(begin)

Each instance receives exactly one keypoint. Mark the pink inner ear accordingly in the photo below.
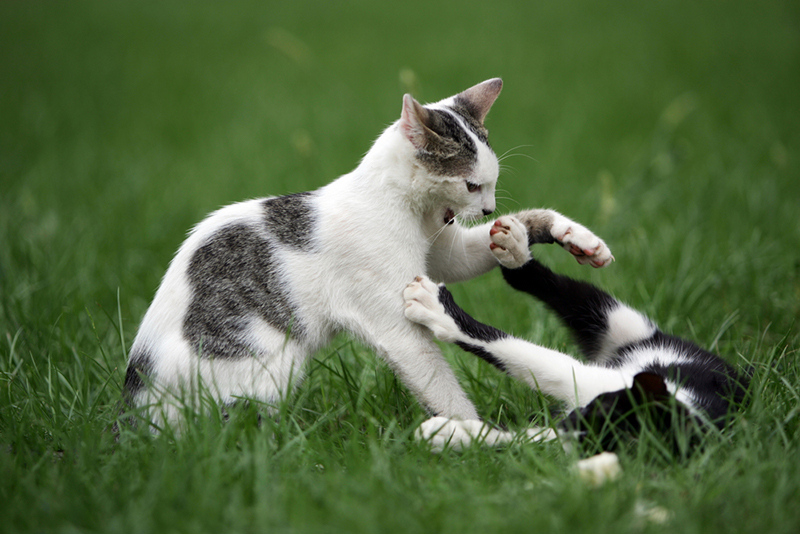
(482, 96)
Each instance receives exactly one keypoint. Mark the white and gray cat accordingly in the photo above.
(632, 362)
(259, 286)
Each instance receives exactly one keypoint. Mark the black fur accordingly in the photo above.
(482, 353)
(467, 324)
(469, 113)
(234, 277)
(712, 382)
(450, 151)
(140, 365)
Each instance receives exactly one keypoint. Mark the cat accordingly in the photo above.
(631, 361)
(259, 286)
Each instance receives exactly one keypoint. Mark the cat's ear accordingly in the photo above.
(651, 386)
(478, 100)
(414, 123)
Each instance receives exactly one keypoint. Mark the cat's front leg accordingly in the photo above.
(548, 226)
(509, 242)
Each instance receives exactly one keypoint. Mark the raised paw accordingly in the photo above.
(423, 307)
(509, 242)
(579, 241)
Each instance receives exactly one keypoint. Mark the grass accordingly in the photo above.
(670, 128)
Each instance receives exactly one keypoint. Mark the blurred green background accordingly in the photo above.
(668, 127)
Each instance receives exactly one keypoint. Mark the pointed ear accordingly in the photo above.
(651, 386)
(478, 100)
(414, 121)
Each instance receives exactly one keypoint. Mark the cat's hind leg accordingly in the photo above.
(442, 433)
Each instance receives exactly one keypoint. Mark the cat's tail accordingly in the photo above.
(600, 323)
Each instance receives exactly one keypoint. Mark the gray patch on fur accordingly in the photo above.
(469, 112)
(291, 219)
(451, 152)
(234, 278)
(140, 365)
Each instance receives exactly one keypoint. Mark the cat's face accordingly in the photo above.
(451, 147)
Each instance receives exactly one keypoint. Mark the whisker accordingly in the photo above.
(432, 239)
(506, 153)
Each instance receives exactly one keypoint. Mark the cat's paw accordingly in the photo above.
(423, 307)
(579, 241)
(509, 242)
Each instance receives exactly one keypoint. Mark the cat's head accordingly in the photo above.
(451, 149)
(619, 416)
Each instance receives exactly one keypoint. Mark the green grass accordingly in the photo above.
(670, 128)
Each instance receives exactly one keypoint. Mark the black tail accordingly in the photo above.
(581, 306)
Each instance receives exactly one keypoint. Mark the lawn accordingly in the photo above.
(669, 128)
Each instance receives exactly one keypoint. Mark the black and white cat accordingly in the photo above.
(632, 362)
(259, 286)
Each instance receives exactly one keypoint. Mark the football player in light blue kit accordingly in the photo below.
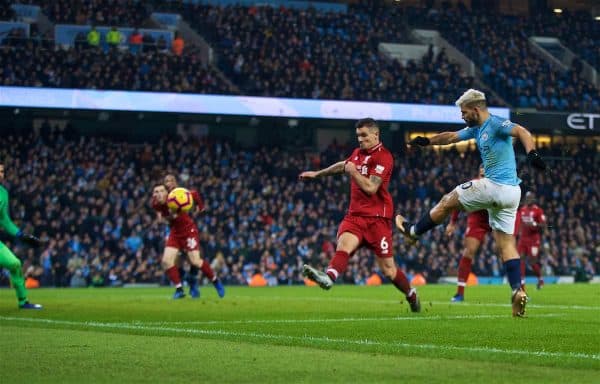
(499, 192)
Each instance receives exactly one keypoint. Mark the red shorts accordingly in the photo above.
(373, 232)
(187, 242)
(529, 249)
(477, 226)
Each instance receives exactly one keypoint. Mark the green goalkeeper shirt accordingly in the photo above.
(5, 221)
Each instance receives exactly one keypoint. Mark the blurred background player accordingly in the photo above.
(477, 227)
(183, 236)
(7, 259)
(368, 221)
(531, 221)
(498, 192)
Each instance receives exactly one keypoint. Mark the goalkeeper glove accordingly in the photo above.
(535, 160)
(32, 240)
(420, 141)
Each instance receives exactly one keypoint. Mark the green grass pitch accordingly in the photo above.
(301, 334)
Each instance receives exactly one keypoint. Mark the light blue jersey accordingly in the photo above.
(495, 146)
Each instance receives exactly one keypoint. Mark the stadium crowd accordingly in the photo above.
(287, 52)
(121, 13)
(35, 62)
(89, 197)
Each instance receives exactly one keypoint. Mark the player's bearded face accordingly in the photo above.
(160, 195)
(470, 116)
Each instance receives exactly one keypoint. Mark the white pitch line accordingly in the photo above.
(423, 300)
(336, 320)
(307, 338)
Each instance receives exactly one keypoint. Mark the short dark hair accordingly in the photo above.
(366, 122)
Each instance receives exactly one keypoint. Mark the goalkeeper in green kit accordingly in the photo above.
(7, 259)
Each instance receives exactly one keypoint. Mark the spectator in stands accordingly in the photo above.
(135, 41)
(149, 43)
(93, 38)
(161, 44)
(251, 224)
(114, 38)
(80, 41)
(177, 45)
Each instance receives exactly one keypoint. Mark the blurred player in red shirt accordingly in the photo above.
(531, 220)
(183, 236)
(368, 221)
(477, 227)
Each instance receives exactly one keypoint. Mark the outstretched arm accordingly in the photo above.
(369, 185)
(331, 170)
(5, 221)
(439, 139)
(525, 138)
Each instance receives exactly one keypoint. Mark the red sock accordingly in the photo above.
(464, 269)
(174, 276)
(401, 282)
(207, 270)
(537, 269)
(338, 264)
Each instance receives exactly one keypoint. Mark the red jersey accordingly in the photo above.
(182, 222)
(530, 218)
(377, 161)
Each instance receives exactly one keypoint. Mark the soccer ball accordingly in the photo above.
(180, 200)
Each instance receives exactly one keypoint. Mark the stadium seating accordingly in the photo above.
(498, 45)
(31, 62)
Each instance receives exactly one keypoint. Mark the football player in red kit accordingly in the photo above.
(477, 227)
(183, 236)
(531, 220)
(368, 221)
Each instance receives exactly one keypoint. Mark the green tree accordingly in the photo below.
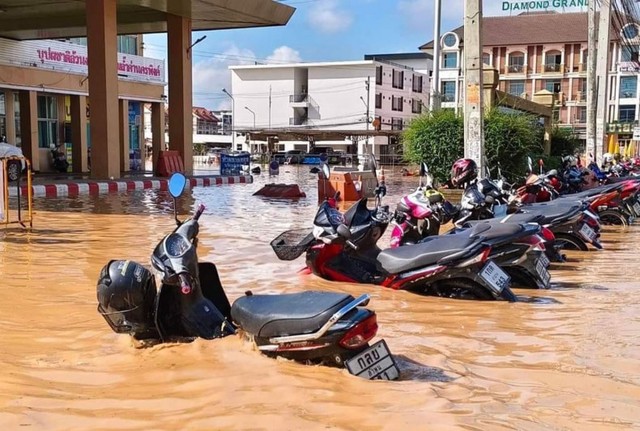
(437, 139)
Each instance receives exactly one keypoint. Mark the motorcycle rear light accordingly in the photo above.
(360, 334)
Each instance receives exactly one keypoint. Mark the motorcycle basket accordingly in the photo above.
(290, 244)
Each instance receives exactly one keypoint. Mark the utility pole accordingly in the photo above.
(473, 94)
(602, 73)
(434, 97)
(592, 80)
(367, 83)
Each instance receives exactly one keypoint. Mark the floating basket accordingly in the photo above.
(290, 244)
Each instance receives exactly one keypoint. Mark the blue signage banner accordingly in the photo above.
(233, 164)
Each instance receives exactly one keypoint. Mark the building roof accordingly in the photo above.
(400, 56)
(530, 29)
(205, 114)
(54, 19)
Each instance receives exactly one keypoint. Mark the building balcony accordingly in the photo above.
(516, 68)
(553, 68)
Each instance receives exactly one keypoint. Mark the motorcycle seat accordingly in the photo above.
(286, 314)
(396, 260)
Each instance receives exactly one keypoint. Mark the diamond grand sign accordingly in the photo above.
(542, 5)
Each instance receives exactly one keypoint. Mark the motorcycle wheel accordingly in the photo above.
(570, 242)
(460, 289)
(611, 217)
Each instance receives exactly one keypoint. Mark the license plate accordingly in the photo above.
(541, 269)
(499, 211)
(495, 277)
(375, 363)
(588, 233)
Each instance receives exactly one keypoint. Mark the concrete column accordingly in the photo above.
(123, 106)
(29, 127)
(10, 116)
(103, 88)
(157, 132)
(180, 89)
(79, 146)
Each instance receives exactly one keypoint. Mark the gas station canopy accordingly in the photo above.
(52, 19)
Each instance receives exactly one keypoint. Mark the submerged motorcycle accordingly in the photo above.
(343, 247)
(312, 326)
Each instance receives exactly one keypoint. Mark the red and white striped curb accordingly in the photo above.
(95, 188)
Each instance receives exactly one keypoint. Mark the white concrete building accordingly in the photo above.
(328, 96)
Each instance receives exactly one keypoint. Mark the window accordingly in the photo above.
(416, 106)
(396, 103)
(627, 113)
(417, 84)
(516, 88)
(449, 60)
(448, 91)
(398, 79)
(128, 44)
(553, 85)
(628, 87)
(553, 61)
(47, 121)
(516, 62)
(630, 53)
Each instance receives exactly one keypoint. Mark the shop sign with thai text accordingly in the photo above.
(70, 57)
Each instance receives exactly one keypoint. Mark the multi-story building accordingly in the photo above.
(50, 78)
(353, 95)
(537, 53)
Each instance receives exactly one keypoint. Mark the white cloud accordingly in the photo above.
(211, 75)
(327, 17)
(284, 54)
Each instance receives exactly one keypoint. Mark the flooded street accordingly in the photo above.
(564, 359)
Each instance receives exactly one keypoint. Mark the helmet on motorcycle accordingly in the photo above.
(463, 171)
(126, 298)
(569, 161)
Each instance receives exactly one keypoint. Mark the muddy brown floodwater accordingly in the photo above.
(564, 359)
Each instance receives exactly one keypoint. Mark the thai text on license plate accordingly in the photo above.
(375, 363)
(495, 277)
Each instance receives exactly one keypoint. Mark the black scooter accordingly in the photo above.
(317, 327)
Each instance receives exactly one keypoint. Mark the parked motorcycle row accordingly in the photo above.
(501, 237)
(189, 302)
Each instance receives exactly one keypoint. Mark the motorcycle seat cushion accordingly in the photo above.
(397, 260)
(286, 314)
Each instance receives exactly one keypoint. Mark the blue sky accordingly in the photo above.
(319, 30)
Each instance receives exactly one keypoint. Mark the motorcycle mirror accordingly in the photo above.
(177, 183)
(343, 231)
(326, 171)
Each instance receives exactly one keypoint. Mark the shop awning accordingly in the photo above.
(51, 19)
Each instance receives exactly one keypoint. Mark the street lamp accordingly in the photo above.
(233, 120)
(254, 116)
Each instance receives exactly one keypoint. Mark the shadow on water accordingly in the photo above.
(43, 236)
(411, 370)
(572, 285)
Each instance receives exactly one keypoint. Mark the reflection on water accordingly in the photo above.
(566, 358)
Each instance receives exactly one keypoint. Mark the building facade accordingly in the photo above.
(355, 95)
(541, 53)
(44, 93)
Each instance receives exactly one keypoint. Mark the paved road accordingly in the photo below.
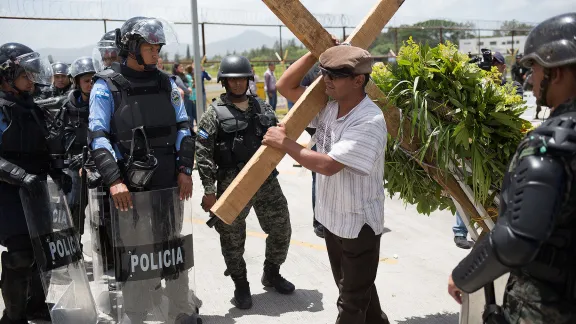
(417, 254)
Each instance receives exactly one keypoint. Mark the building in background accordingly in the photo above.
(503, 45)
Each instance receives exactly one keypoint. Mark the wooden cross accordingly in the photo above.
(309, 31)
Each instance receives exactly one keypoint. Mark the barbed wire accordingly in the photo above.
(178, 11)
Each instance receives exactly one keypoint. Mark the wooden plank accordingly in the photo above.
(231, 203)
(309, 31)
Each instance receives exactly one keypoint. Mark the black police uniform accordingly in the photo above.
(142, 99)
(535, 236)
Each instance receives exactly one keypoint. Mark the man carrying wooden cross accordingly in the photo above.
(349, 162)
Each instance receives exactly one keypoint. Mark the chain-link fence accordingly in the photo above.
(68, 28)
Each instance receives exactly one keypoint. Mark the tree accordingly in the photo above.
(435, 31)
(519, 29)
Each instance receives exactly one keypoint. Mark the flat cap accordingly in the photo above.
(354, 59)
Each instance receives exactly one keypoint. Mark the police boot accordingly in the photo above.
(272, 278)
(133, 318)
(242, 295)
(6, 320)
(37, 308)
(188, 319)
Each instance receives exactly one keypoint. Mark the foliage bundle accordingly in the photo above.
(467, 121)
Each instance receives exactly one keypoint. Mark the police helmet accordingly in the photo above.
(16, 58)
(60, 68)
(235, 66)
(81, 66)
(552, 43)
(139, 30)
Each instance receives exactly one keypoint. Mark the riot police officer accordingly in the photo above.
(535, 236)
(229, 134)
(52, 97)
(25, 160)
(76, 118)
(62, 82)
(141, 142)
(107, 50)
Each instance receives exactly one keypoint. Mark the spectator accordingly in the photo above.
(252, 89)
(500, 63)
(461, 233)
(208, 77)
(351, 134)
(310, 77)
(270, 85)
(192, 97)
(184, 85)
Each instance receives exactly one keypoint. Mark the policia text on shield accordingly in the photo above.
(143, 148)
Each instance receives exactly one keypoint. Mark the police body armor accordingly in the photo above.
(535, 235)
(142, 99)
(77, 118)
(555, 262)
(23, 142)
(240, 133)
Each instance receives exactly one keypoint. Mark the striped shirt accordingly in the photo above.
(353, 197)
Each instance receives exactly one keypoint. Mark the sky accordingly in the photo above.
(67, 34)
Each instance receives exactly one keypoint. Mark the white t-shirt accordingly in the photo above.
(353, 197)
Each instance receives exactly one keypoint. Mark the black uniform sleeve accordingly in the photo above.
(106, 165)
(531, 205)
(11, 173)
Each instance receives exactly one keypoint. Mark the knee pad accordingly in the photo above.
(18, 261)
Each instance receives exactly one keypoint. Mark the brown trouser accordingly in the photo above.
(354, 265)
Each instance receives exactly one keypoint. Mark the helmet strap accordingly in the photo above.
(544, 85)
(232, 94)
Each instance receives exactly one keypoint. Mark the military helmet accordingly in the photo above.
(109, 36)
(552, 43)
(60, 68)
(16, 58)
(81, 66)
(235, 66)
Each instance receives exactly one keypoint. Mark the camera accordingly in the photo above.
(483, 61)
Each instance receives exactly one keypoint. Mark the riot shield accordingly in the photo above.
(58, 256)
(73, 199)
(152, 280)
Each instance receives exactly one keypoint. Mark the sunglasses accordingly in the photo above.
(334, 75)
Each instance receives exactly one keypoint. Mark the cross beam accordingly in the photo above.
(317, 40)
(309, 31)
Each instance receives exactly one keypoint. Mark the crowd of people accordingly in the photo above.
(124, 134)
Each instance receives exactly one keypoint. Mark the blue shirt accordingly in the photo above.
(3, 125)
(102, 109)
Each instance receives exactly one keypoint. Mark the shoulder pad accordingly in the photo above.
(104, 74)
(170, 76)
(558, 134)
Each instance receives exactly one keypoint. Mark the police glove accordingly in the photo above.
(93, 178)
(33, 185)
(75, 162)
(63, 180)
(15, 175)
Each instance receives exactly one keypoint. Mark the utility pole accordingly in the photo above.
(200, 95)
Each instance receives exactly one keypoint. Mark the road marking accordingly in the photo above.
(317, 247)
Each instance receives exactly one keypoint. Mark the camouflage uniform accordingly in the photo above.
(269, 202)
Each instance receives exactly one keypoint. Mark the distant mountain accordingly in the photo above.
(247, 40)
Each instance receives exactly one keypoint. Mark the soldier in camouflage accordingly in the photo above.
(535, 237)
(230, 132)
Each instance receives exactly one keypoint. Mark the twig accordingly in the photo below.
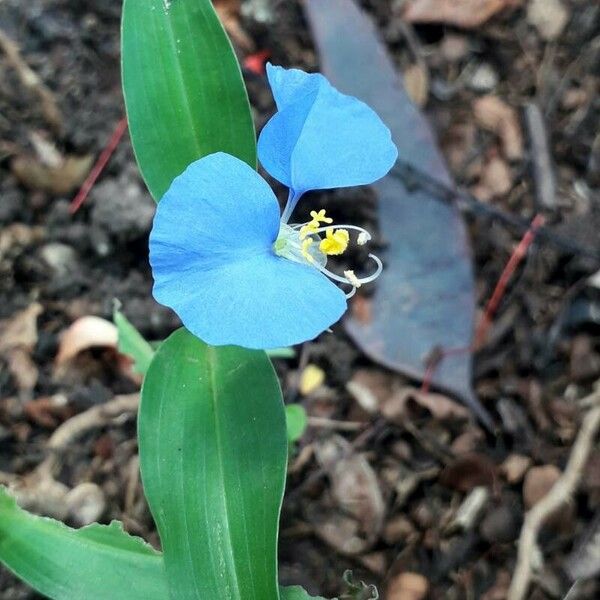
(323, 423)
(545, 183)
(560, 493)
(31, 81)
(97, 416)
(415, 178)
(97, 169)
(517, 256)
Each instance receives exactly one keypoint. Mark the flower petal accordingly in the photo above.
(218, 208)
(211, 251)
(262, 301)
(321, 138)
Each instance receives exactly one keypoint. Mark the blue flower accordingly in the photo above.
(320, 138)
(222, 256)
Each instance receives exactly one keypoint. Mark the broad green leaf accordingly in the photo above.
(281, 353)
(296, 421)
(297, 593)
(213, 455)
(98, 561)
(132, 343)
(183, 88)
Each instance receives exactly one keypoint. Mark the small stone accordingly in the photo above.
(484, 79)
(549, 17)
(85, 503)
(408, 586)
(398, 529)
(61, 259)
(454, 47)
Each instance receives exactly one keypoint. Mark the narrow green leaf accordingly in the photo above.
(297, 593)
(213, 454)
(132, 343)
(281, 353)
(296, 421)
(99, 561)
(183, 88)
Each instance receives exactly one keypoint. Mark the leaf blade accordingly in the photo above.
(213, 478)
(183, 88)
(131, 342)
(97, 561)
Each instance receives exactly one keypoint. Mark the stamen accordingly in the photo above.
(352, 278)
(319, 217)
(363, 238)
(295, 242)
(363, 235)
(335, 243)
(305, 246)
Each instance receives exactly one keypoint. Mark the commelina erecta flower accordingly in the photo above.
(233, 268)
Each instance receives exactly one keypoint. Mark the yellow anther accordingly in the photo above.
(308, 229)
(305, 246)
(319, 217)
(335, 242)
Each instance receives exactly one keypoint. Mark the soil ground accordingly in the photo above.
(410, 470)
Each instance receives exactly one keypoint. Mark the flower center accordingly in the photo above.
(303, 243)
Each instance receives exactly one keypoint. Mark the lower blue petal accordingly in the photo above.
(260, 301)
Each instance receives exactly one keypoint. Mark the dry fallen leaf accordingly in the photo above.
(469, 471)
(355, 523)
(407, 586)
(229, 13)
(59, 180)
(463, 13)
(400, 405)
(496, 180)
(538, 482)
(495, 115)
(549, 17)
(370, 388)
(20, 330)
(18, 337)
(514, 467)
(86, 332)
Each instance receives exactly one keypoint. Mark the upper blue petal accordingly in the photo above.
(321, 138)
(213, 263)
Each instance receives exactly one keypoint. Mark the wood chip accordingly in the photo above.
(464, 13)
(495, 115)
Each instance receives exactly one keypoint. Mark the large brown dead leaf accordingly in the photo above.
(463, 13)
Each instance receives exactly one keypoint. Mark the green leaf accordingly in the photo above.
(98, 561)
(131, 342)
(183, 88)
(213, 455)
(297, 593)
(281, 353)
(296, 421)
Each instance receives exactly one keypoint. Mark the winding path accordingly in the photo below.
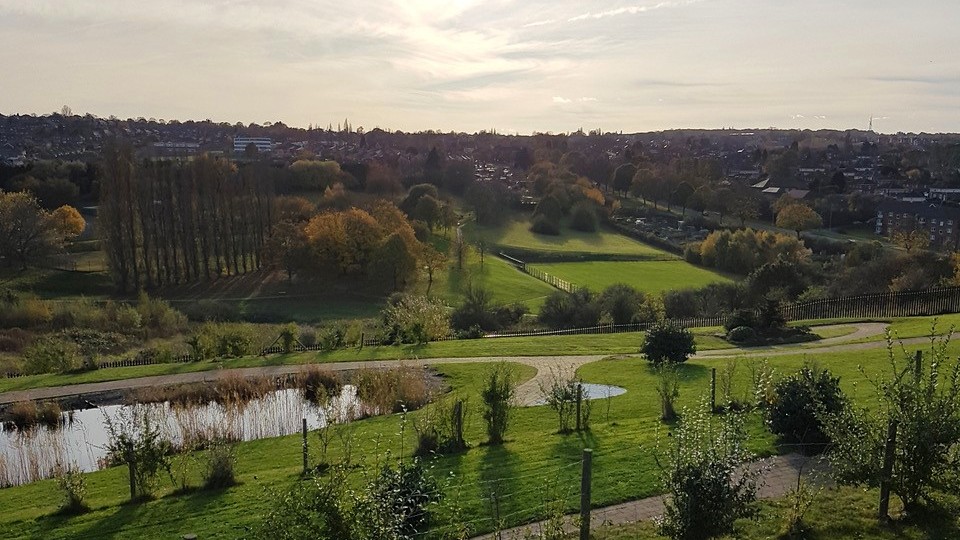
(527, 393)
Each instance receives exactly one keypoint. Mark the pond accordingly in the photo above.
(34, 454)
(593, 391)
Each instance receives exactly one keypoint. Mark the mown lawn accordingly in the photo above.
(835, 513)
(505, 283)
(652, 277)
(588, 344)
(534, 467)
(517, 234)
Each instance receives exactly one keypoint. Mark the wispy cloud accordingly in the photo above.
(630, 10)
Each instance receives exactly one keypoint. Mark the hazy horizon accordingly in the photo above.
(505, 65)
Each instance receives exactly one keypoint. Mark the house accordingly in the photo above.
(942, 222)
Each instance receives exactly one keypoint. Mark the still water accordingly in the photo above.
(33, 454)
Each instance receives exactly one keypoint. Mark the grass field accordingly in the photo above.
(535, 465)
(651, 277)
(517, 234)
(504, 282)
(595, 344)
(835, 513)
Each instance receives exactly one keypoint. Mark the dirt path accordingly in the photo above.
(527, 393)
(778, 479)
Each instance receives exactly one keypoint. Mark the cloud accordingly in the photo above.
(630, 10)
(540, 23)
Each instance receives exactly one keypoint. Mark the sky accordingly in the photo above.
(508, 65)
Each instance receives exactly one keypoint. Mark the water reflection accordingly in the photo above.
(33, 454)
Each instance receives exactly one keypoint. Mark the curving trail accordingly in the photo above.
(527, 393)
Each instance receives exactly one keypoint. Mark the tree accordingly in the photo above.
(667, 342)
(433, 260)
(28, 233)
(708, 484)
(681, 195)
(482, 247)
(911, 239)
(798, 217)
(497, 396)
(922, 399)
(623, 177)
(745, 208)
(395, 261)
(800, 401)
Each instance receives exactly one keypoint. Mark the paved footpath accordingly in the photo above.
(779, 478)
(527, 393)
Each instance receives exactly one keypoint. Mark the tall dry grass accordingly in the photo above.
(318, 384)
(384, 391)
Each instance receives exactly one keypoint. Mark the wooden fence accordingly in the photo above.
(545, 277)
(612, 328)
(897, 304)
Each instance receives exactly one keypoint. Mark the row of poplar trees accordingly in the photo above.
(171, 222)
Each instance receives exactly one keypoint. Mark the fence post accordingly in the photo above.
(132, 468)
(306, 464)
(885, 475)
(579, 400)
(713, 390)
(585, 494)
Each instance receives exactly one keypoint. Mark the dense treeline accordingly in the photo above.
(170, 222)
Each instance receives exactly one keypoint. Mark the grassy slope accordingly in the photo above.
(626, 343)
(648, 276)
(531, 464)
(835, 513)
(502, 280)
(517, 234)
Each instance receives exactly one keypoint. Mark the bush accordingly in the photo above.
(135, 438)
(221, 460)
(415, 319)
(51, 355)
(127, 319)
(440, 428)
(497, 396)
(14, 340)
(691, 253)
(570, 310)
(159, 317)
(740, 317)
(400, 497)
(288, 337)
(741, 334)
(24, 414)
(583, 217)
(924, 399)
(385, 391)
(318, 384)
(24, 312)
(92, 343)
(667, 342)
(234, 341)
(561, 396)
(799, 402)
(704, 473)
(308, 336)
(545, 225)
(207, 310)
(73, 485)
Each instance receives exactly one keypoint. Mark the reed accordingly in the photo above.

(end)

### Exercise task
Rewrite the stretch of rows from the one containing "Each instance receives exactly one keypoint. Mark the dense" through the final row, substituting "shrub" for "bush" and keeping everything else unchanged.

### Exercise result
Each instance receives exactly one keypoint. Mark the dense treeline accordingly in the photo above.
(170, 222)
Each instance receives exactly one keypoint. Mark the grassy slope accordingly in the photo above.
(626, 343)
(648, 276)
(531, 464)
(835, 513)
(502, 280)
(517, 234)
Each instance receives exactly one keypoint. Mark the shrub accordingly in the photo above.
(135, 438)
(221, 460)
(415, 319)
(51, 355)
(127, 319)
(440, 428)
(497, 396)
(14, 340)
(691, 253)
(570, 310)
(159, 317)
(740, 317)
(400, 497)
(288, 337)
(741, 334)
(24, 414)
(583, 217)
(924, 399)
(385, 391)
(318, 384)
(24, 312)
(92, 343)
(667, 342)
(234, 341)
(561, 396)
(799, 402)
(704, 473)
(308, 336)
(545, 225)
(207, 310)
(73, 485)
Each instance receives exactly one keypoint. Mark the reed accordingly in the photo above.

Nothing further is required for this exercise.